**YOUR OBJECTIVE:** Among the lines of data below, reproduce only those from the one with "Target: black shorts" through the one with "Target: girl's face", exactly as they stand, both ends included.

**GIVEN RECORDS:**
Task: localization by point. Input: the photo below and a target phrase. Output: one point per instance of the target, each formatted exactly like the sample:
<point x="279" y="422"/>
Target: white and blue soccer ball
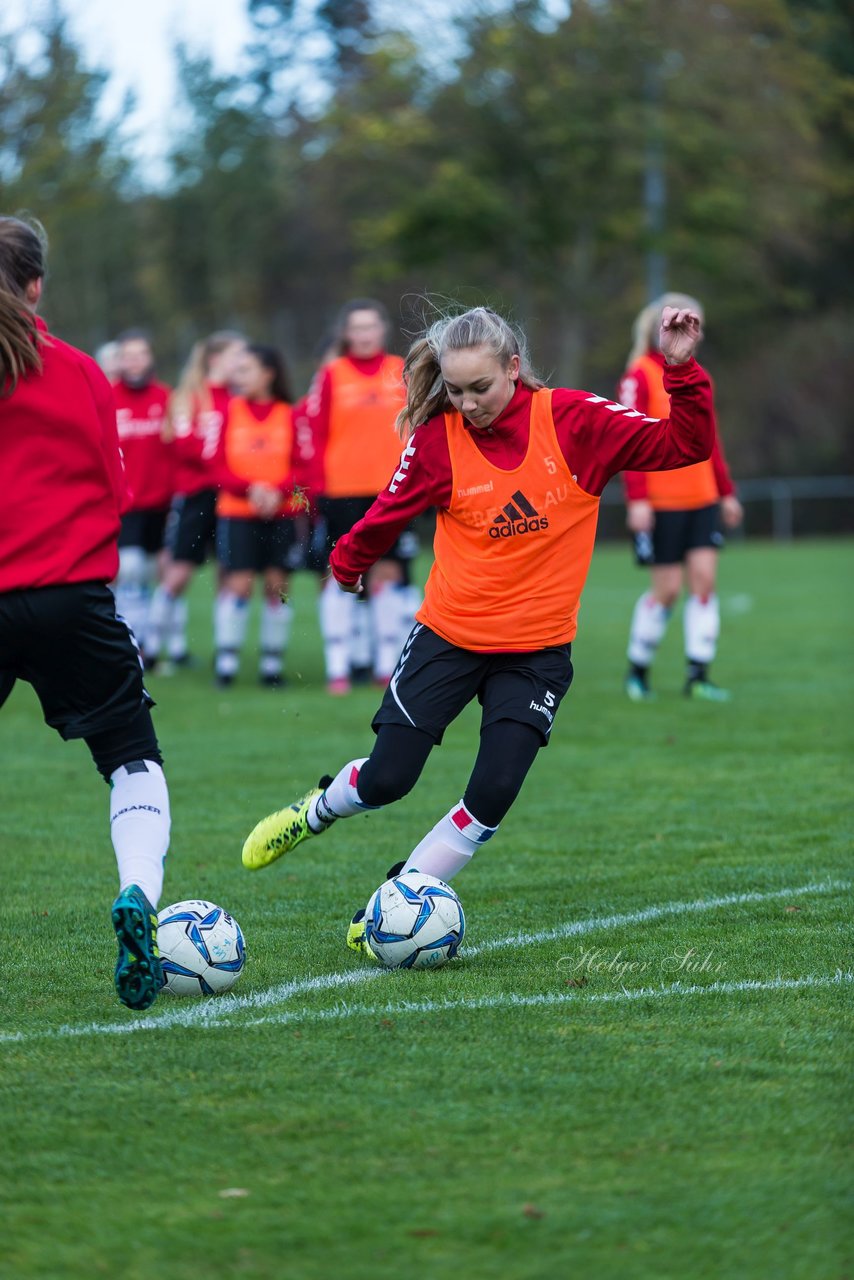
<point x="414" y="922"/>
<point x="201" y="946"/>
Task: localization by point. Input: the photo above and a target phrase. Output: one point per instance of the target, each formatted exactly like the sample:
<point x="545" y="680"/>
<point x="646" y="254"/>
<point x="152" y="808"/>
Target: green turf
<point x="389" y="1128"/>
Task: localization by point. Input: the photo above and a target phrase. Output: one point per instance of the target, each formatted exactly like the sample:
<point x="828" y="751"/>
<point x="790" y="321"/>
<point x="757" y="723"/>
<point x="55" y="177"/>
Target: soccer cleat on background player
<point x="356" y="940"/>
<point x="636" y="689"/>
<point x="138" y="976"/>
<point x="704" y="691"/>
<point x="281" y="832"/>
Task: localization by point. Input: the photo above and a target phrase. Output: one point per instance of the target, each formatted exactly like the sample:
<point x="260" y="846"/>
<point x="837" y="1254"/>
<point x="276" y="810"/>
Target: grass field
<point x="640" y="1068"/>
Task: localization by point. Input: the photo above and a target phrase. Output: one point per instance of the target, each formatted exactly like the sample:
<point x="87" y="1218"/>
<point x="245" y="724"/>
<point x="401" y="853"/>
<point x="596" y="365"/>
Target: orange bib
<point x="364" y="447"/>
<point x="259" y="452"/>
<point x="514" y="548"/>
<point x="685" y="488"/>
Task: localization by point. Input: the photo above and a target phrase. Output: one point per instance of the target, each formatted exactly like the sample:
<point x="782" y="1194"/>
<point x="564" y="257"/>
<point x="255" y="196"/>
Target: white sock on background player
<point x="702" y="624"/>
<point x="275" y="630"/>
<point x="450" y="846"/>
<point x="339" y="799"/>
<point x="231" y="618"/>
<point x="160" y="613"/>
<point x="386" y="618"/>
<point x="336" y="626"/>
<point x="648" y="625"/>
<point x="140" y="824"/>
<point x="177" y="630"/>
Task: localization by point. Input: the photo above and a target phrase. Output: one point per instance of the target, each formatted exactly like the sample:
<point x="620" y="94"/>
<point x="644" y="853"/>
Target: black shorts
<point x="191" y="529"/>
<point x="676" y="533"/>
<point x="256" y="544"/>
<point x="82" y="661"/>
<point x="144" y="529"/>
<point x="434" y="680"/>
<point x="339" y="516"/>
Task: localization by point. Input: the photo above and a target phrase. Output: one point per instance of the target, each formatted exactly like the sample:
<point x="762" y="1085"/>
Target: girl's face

...

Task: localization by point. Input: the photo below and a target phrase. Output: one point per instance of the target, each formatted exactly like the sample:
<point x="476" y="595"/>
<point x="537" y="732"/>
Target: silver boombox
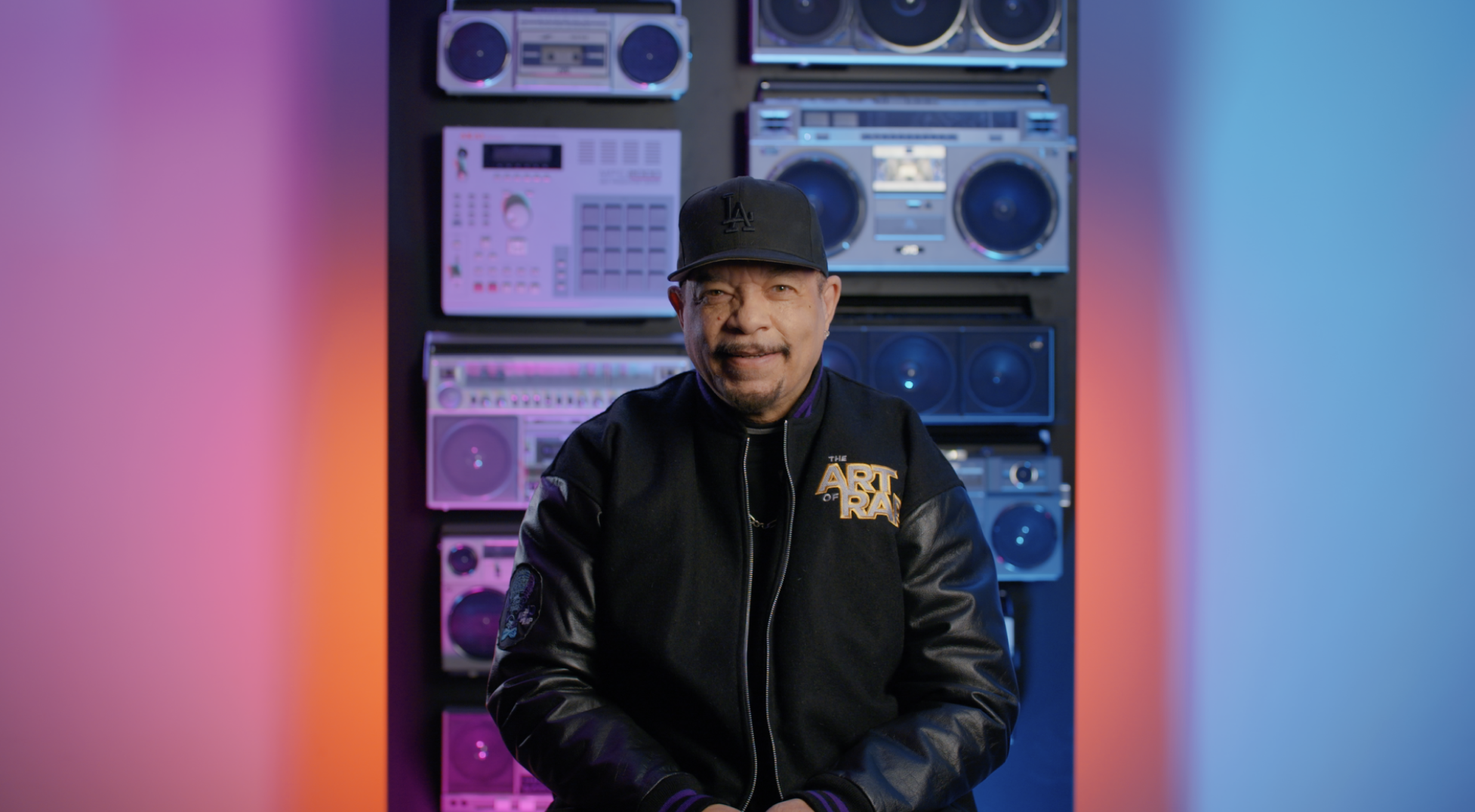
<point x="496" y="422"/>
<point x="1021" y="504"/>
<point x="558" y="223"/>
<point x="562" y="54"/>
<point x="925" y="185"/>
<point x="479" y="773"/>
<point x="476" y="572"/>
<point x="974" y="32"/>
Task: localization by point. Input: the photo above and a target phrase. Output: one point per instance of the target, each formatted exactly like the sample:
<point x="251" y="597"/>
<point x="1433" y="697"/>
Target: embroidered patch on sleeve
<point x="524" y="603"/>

* * *

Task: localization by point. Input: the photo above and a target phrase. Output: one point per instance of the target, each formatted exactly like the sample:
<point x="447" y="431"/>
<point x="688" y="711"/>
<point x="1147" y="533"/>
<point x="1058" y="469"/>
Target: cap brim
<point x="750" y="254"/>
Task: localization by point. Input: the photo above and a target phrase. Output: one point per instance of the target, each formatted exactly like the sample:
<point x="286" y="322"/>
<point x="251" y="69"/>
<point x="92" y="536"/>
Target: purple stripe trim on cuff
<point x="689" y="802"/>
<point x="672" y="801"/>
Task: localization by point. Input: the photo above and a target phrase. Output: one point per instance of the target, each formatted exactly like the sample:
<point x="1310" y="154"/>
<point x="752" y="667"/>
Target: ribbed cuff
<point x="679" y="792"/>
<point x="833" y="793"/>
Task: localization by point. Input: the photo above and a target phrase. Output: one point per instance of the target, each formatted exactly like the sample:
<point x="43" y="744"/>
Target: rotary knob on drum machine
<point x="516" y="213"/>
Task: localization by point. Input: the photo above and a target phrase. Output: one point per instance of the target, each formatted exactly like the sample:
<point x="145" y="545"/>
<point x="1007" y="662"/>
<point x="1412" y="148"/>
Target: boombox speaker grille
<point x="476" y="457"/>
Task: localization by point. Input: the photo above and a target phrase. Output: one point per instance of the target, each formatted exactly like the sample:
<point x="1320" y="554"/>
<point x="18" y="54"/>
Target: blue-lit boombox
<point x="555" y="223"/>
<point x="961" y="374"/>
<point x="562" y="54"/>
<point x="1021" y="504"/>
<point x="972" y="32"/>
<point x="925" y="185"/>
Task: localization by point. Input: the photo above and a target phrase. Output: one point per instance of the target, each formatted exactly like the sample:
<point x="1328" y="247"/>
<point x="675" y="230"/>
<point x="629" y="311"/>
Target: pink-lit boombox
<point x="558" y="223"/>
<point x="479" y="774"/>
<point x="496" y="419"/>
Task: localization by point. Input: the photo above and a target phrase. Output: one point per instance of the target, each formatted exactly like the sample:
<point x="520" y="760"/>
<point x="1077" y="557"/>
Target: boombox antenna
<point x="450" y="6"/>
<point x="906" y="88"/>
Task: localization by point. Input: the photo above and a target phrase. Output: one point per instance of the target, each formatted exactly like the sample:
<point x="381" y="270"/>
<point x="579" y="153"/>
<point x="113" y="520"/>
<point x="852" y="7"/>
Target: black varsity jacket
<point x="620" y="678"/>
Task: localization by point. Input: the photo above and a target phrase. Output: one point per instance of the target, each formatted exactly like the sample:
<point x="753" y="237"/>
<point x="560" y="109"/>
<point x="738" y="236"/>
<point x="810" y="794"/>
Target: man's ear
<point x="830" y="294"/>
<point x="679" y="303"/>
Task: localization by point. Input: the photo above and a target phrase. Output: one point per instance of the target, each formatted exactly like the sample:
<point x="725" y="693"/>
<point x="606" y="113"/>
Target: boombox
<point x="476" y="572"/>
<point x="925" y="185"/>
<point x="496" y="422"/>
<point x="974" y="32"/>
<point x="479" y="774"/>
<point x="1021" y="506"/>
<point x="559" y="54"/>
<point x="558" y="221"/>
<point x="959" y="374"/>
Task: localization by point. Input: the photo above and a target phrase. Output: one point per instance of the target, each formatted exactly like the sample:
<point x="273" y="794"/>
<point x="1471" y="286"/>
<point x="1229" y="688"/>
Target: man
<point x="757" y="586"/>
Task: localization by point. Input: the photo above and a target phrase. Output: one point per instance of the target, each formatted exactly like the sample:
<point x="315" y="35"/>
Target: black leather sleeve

**EXERCISE RESULT:**
Target: black shorts
<point x="191" y="529"/>
<point x="676" y="533"/>
<point x="256" y="544"/>
<point x="82" y="661"/>
<point x="144" y="529"/>
<point x="434" y="680"/>
<point x="339" y="516"/>
Task: localization by point. Input: the photo above and a target phrase. Output: one point per instance of the target, each formatted exactly like the sample:
<point x="762" y="1085"/>
Target: girl's face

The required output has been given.